Roberts's flat-headed bat
- Conservation status: Least Concern (IUCN 3.1)

Scientific classification
- Kingdom: Animalia
- Phylum: Chordata
- Class: Mammalia
- Order: Chiroptera
- Family: Molossidae
- Genus: Sauromys Peterson, 1965
- Species: S. petrophilus
- Binomial name: Sauromys petrophilus (Roberts, 1917)
- Synonyms: Mormopterus petrophilus (Roberts, 1917)

= Roberts's flat-headed bat =

- Genus: Sauromys
- Species: petrophilus
- Authority: (Roberts, 1917)
- Conservation status: LC
- Synonyms: Mormopterus petrophilus (Roberts, 1917)
- Parent authority: Peterson, 1965

Species of bat

Roberts's flat-headed bat (Sauromys petrophilus) is a species of free-tailed bat native to southern Africa. It is the only species in the genus Sauromys. The scientific name translates as "rock loving lizard-mouse", while the common name honours Austin Roberts, who first described the species.

==Description==
Roberts's flat-headed bat is a moderately sized free-tailed bat, measuring about 10 cm in total length, including a 3 cm tail, and a wingspan of 25 to 27 cm. They weigh from 9 to 22 g. The body is light grey-brown to dark brown, with creamy-white underparts. The ears are oval in shape, and rise from a common point on the head, unlike those of the closely related genus Mormopterus. As the common name suggests, the head is unusually flat, without any sagittal crest. The bat can also be distinguished from many other fee-tailed bats by the lack of a scent gland on the throat of males. The wing area has been measured at 81 to 97 cm2, with an aspect ratio of 7.6 to 8.3 and a wing loading of about 12 N/m^{2}.

==Distribution and habitat==
Roberts's flat-headed bat is found in southern Africa from far western Mozambique and eastern Zimbabwe, through northern and western South Africa and southern Botswana, to western Namibia and possibly the south-western corner of Angola. Within this region, it inhabits dry savanna, Mediterranean-type shrubby vegetation, and rocky areas.

==Behaviour and biology==
The bats are nocturnal, and are often caught over water, where they feed primarily on beetles, bugs, and Hymenopteran insects. To a lesser extent, they also feed on soft-bodied insects, such as moths, flies, and Neuropterans. They use frequency modulated narrow band calls with a frequency that ranges from 27 to 44 kHz. During the day, they roost in rock crevices. Roosts may harbour up to ten bats, which are often clustered together into smaller, tightly packed groups of up to four individuals each. Pregnant females have been observed in November, but nothing further is known of their reproductive biology and life cycle.

_PROBLEMS AND TASKS_
A - Please return the part of the bat article between "Scientific classification" and "Sauromys petrophilus (Roberts, 1917)", inclusive.
B - According to the bat article, where do these bats roost during the day?

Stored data

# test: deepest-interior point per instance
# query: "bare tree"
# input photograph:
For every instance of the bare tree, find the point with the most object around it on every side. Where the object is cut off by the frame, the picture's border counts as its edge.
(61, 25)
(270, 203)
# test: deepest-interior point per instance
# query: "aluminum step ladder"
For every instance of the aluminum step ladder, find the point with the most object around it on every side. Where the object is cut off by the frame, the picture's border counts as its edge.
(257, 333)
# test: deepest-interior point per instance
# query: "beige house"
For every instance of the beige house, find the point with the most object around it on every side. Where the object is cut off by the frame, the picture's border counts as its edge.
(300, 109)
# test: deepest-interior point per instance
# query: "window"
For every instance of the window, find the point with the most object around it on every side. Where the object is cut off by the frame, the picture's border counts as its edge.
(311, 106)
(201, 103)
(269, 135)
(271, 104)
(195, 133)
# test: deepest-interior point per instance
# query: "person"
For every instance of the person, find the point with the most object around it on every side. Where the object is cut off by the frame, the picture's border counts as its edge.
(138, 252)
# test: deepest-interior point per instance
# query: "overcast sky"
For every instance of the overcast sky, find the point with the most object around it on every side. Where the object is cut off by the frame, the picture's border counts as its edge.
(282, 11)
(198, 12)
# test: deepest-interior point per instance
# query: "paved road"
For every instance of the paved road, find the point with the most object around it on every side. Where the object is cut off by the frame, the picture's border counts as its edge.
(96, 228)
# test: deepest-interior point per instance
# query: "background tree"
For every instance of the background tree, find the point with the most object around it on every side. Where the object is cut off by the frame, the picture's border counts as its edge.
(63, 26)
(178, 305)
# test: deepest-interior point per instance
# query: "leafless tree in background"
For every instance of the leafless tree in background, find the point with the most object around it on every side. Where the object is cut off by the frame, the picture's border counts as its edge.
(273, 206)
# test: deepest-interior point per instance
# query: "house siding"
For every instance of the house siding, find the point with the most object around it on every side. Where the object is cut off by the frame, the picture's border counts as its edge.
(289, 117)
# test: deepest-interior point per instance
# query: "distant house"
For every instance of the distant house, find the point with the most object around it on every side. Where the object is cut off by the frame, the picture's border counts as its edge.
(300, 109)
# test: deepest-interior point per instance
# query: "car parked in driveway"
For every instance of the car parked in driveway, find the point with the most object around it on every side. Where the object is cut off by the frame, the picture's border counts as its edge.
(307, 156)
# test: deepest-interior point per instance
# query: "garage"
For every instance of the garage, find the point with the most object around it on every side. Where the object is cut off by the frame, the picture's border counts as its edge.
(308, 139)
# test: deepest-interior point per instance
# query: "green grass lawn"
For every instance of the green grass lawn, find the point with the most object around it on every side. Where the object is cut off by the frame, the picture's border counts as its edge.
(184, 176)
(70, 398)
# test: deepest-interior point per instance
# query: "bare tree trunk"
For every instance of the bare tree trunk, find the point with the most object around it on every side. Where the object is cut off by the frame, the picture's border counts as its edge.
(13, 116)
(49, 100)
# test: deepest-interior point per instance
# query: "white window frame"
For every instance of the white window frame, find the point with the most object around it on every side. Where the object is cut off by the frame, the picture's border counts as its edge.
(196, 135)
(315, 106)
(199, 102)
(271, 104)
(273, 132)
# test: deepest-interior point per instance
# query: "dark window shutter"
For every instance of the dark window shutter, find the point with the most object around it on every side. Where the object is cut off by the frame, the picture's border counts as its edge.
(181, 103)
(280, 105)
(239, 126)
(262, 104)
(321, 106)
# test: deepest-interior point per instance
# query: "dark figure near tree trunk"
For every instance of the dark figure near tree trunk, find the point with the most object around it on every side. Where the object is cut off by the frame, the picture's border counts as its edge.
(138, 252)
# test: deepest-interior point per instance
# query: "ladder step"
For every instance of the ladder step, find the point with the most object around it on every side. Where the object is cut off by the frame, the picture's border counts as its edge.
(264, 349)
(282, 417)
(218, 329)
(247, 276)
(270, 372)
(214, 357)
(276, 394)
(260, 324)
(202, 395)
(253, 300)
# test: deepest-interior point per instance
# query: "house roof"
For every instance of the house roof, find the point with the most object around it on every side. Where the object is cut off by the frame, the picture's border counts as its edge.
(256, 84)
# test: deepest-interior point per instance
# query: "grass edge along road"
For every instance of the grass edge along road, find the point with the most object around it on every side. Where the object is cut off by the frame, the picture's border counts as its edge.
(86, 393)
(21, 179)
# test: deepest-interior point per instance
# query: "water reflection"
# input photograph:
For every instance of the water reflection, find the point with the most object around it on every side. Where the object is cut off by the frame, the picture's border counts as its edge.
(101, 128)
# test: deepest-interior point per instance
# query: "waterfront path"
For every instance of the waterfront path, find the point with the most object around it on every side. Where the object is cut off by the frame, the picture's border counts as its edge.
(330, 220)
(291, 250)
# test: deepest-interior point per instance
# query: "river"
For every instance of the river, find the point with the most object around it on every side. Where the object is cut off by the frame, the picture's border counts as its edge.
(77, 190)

_EXPECTED RESULTS_
A -
Scientific classification
- Kingdom: Animalia
- Phylum: Chordata
- Class: Mammalia
- Order: Chiroptera
- Family: Molossidae
- Genus: Sauromys Peterson, 1965
- Species: S. petrophilus
- Binomial name: Sauromys petrophilus (Roberts, 1917)

B - In rock crevices.